Text block
####

I feel it as I lay in our hotel room anxiously anticipating saying goodbye to her.  Seeing in her eyes the panic of coming loneliness. 

The sixth textbook.  Learning to rely on Jesus. 

It should be on the schedule and come with a syllabus.  It should require tuition and a ridiculously expensive textbook.  It should be listed as a core requirement to get a degree.  It should have a learning lab on Tuesdays and Thursdays.  It should have tutorial support available. 

It’s the hidden class.  The one you don’t sign up for but get enrolled in anyway.  The one that comes with starting a new job or having a new baby or experiencing a new illness, loss, or grief.  It’s the class you take when you’re a mom alone all day with little people who can’t talk yet or when you plant your family in India or Africa to be missionaries. 

John 13:25 (NIV) says of Peter, “Leaning back against Jesus, he asked him…”  That’s the class –learning to lean back against Jesus 101.  Learning to sit close.  To ask the hard questions of the One who can answer them.  To let Jesus’ love and His companionship be enough.

####

Excerpt from a data file:
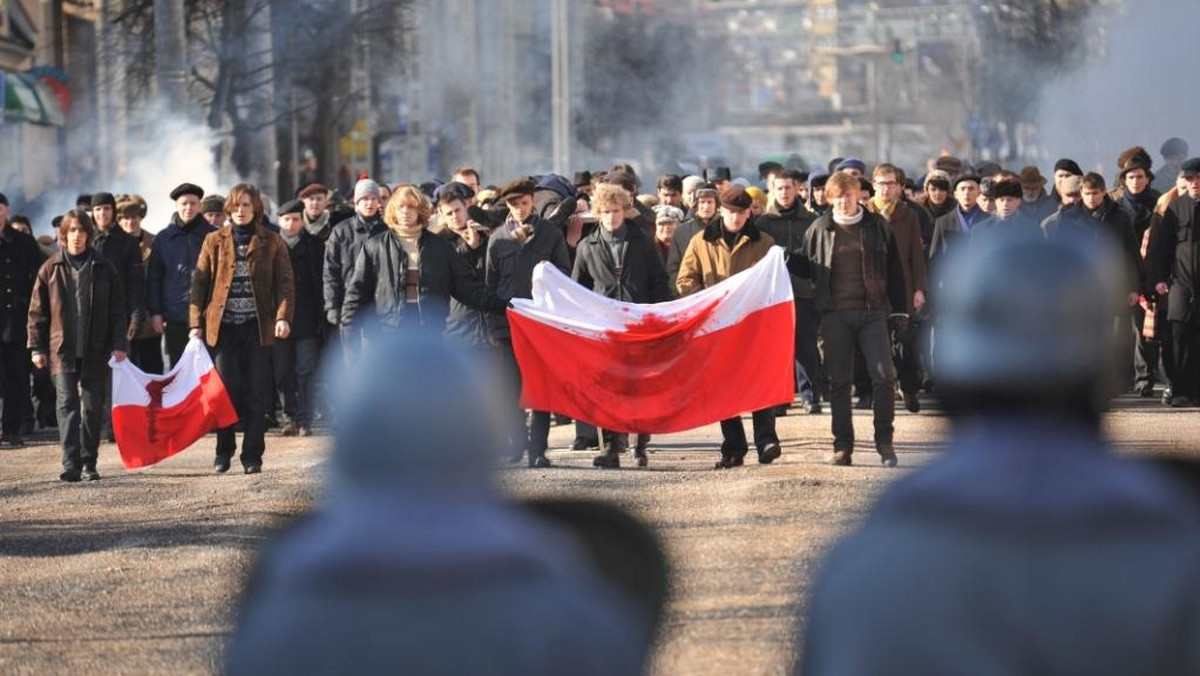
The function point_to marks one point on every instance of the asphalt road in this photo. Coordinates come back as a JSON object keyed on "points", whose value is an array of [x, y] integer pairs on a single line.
{"points": [[139, 573]]}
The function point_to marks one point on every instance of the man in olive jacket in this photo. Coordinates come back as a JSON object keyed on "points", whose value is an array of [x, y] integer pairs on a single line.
{"points": [[726, 247], [859, 289]]}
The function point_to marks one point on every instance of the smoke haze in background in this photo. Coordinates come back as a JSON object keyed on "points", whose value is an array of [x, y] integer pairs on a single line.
{"points": [[1140, 93]]}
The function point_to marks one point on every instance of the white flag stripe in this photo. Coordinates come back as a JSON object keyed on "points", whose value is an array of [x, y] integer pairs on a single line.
{"points": [[130, 382], [558, 301]]}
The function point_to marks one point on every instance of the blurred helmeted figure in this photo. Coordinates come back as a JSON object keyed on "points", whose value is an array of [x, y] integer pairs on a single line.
{"points": [[1029, 548], [415, 564]]}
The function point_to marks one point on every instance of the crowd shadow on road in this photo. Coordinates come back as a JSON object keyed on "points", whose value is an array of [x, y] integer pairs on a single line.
{"points": [[70, 537]]}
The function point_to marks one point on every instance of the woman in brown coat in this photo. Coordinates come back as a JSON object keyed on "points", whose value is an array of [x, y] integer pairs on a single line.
{"points": [[243, 298]]}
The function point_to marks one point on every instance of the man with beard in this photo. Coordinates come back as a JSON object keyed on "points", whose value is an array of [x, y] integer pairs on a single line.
{"points": [[22, 259], [316, 211], [859, 289], [171, 265], [343, 245], [1138, 202], [725, 247], [787, 221], [705, 215], [513, 252], [619, 261]]}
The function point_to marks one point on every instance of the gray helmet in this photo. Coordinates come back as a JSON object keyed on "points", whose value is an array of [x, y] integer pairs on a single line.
{"points": [[1024, 311]]}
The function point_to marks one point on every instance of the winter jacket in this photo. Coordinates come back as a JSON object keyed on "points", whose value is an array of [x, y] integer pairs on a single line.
{"points": [[682, 238], [882, 270], [341, 252], [172, 262], [270, 275], [949, 228], [509, 269], [1174, 258], [466, 323], [51, 330], [145, 245], [905, 226], [1027, 548], [379, 280], [19, 262], [787, 228], [637, 277], [124, 252], [307, 259], [709, 259]]}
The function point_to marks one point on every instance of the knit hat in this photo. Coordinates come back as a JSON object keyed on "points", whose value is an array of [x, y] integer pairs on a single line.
{"points": [[715, 174], [291, 207], [1175, 147], [312, 189], [213, 204], [366, 187], [1071, 166]]}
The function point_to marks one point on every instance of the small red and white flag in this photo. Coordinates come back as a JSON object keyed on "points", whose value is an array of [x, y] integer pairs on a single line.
{"points": [[661, 368], [155, 417]]}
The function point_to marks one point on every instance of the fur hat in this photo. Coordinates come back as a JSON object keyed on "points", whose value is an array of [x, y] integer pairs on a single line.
{"points": [[366, 187]]}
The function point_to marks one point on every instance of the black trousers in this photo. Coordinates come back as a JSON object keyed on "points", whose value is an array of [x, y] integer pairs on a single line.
{"points": [[177, 340], [294, 363], [906, 358], [147, 354], [81, 401], [537, 437], [843, 331], [733, 434], [15, 368], [1186, 347], [245, 366]]}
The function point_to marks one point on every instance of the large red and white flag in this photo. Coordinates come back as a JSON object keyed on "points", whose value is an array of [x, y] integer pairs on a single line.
{"points": [[155, 417], [661, 368]]}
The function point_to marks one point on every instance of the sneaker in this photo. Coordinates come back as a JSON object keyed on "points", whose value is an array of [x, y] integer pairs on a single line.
{"points": [[610, 460], [769, 454], [911, 402]]}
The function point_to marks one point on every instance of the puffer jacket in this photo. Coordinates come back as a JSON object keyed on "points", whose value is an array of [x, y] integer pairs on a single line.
{"points": [[378, 280]]}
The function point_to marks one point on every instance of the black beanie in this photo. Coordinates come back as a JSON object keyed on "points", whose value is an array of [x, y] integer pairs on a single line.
{"points": [[1066, 165]]}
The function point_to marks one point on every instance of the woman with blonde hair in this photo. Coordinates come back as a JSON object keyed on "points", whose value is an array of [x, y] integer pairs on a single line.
{"points": [[407, 275]]}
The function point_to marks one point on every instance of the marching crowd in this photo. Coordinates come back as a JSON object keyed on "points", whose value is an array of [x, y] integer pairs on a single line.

####

Brief
Extract the entire passage about learning to lean back against Jesus, word for word. The records have no connection to the passage.

Result
I feel it as I lay in our hotel room anxiously anticipating saying goodbye to her.  Seeing in her eyes the panic of coming loneliness. 

The sixth textbook.  Learning to rely on Jesus. 

It should be on the schedule and come with a syllabus.  It should require tuition and a ridiculously expensive textbook.  It should be listed as a core requirement to get a degree.  It should have a learning lab on Tuesdays and Thursdays.  It should have tutorial support available. 

It’s the hidden class.  The one you don’t sign up for but get enrolled in anyway.  The one that comes with starting a new job or having a new baby or experiencing a new illness, loss, or grief.  It’s the class you take when you’re a mom alone all day with little people who can’t talk yet or when you plant your family in India or Africa to be missionaries. 

John 13:25 (NIV) says of Peter, “Leaning back against Jesus, he asked him…”  That’s the class –learning to lean back against Jesus 101.  Learning to sit close.  To ask the hard questions of the One who can answer them.  To let Jesus’ love and His companionship be enough.